INSTRUCTIONS FOR THE TASK >> A single number is the answer: the count of lines in these records with "strap" in them.

EXERCISE MATERIALS >>
*** Begin section ***

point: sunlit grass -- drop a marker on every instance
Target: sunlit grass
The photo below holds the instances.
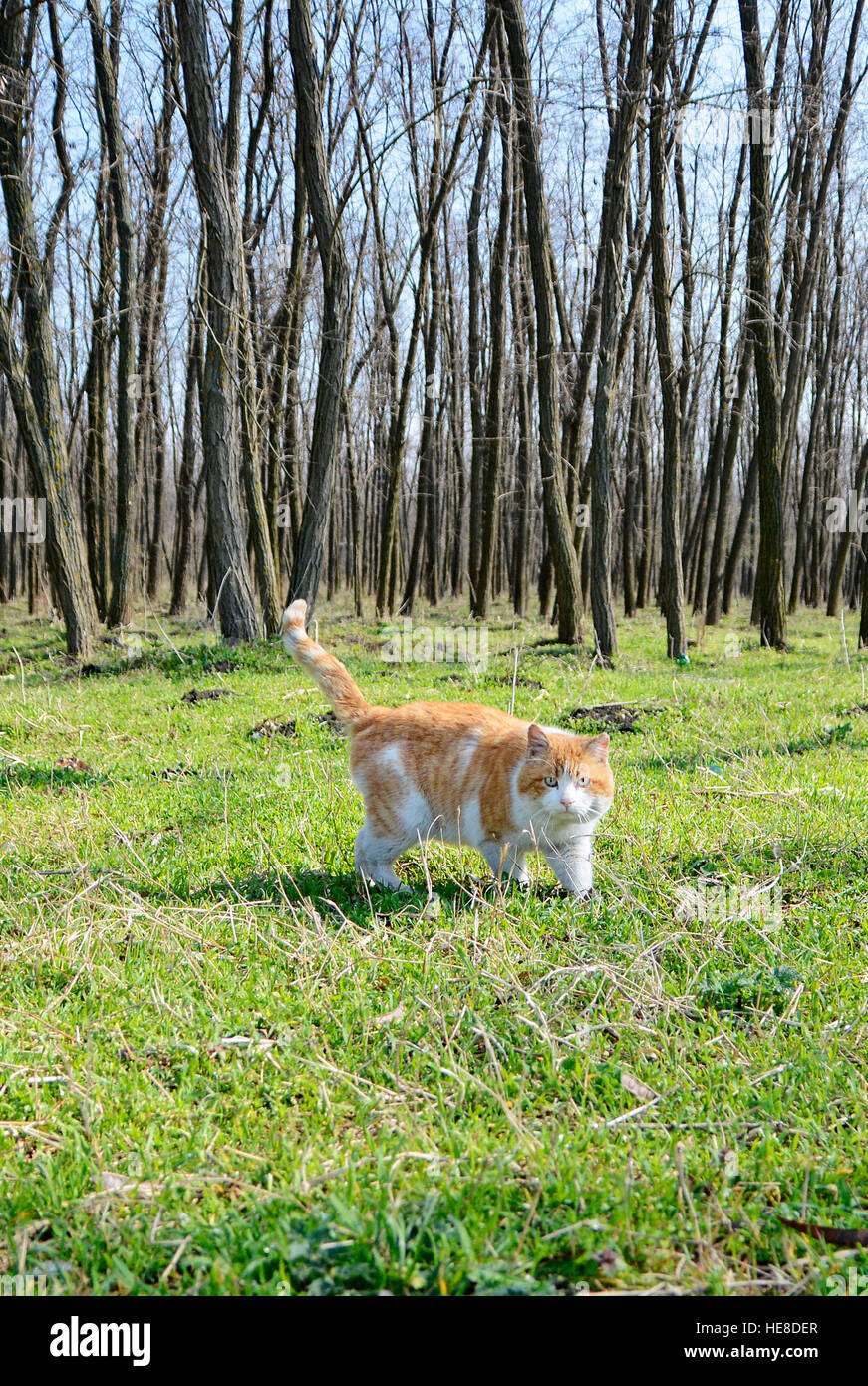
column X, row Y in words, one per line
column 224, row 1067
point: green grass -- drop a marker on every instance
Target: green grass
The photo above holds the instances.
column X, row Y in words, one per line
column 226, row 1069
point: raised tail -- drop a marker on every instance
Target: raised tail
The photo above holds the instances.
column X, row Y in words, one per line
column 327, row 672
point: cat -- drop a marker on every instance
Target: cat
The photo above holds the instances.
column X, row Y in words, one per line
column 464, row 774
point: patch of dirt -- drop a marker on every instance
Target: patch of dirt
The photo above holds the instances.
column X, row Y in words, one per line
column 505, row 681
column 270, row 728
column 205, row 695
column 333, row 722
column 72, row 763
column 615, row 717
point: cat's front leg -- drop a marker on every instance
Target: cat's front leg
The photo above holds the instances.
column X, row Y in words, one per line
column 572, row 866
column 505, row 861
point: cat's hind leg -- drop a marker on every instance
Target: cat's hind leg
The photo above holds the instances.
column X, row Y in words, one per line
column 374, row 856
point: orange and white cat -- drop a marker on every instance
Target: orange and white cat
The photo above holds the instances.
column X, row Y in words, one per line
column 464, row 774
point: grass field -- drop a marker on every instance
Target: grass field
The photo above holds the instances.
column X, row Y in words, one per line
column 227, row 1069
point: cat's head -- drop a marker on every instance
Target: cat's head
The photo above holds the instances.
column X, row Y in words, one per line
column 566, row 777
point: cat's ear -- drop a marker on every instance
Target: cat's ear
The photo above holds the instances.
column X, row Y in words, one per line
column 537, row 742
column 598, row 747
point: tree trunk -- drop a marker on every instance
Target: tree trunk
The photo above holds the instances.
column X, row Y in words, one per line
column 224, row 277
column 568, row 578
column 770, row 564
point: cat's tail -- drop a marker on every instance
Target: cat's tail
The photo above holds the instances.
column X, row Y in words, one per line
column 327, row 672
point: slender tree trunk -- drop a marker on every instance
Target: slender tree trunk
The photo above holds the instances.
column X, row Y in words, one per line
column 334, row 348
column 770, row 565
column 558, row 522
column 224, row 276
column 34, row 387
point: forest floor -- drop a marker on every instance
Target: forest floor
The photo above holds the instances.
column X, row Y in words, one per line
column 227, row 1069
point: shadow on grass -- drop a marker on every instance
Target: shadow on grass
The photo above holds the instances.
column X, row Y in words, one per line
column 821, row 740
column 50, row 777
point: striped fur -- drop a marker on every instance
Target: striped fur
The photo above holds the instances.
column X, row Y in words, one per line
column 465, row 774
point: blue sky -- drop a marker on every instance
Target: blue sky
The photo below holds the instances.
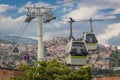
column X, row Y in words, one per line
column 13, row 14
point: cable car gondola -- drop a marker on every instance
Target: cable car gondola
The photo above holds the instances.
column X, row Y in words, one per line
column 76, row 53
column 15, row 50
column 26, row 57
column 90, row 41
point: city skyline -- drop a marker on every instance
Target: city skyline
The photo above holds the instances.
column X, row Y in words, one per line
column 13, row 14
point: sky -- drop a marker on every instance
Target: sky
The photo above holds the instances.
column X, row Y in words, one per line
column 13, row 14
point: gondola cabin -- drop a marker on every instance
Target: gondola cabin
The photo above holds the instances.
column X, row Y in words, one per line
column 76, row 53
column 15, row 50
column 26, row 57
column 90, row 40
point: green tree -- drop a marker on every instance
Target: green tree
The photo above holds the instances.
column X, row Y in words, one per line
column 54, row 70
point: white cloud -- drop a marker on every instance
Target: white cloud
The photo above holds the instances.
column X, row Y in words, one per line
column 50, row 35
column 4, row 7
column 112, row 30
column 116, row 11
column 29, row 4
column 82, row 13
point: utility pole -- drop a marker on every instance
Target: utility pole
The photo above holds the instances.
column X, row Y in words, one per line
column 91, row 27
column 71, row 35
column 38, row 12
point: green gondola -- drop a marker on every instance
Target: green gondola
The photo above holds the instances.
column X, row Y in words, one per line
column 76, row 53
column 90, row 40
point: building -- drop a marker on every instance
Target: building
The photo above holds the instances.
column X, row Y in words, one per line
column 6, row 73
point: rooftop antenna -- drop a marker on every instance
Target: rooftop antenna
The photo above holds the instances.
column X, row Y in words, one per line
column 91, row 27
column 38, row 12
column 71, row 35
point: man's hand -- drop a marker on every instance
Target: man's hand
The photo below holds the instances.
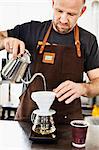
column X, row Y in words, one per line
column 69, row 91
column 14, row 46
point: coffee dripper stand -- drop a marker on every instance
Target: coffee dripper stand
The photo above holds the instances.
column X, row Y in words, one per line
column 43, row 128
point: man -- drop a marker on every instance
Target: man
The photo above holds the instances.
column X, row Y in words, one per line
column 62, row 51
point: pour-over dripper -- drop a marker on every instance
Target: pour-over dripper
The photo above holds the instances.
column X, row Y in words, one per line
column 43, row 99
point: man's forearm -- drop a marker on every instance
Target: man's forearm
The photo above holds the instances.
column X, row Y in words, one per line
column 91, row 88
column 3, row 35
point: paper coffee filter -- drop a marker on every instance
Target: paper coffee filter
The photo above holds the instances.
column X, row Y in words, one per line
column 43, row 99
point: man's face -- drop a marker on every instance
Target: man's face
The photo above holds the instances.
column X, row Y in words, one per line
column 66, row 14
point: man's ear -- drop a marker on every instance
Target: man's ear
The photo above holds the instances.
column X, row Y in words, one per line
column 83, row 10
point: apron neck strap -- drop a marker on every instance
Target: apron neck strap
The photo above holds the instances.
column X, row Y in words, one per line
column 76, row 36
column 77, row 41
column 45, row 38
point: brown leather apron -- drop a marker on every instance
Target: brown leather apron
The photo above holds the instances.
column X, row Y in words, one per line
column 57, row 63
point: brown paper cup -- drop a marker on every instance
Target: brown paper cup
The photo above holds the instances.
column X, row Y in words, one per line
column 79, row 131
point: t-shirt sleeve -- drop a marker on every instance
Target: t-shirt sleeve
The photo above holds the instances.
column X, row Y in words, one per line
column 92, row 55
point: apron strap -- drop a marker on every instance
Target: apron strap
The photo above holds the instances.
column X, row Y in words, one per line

*** End section ***

RESPONSE TO THIS TASK >> 4